Given exercise:
Recast the records below as a JSON list of strings, one string per line, skipping blank lines. Leave out the pictures.

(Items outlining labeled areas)
>> begin

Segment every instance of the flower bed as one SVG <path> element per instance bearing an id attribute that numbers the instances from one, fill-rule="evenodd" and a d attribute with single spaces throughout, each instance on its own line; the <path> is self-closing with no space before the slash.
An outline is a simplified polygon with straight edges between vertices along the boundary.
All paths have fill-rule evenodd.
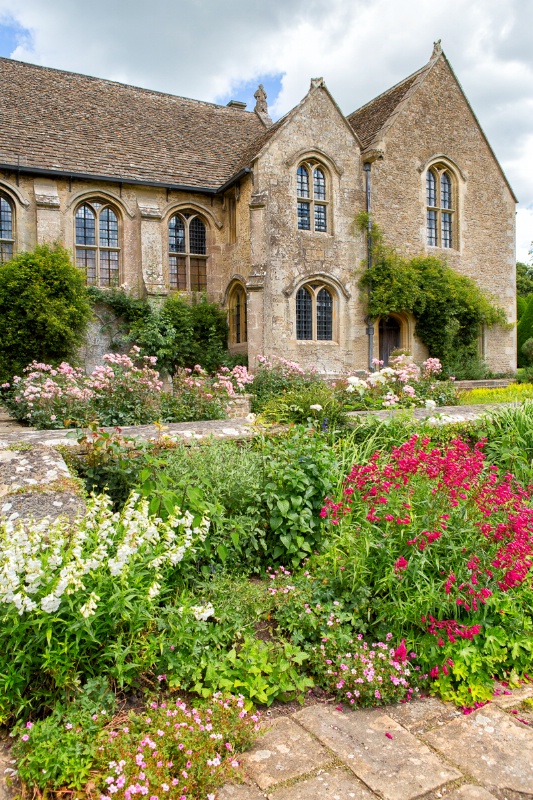
<path id="1" fill-rule="evenodd" d="M 169 394 L 155 370 L 157 359 L 140 358 L 138 347 L 103 358 L 91 375 L 67 363 L 55 368 L 34 361 L 24 377 L 3 384 L 3 402 L 16 419 L 44 429 L 224 419 L 228 399 L 253 380 L 245 367 L 221 367 L 208 376 L 197 366 L 179 370 Z"/>
<path id="2" fill-rule="evenodd" d="M 438 378 L 442 372 L 438 358 L 428 358 L 420 367 L 400 355 L 391 359 L 391 366 L 383 367 L 379 359 L 374 359 L 374 365 L 374 372 L 352 375 L 336 384 L 347 409 L 435 408 L 458 402 L 454 380 Z"/>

>> end

Solution for this problem:
[
  "Segment every instance of the flower bed as one SVG <path> element per instance bearing an id attribute that numbers the instances from one, fill-rule=\"evenodd\" and a d attribute with single spaces throughout, each instance on its own line; the <path> is self-closing with no space before the slash.",
  "An outline is a simplified polygon with straight edges between vertices along the boundary.",
  "All paths have fill-rule evenodd.",
  "<path id=\"1\" fill-rule=\"evenodd\" d=\"M 169 394 L 155 370 L 157 359 L 140 358 L 138 347 L 103 358 L 91 375 L 67 363 L 55 368 L 34 361 L 24 377 L 3 384 L 3 402 L 16 419 L 44 429 L 224 419 L 228 399 L 253 380 L 245 367 L 221 367 L 208 376 L 197 366 L 179 370 Z\"/>",
  "<path id=\"2\" fill-rule=\"evenodd\" d=\"M 438 378 L 442 372 L 438 358 L 428 358 L 420 367 L 400 355 L 391 359 L 391 366 L 383 367 L 379 359 L 374 359 L 374 365 L 374 372 L 352 375 L 336 384 L 347 409 L 435 408 L 458 402 L 454 380 Z\"/>"
]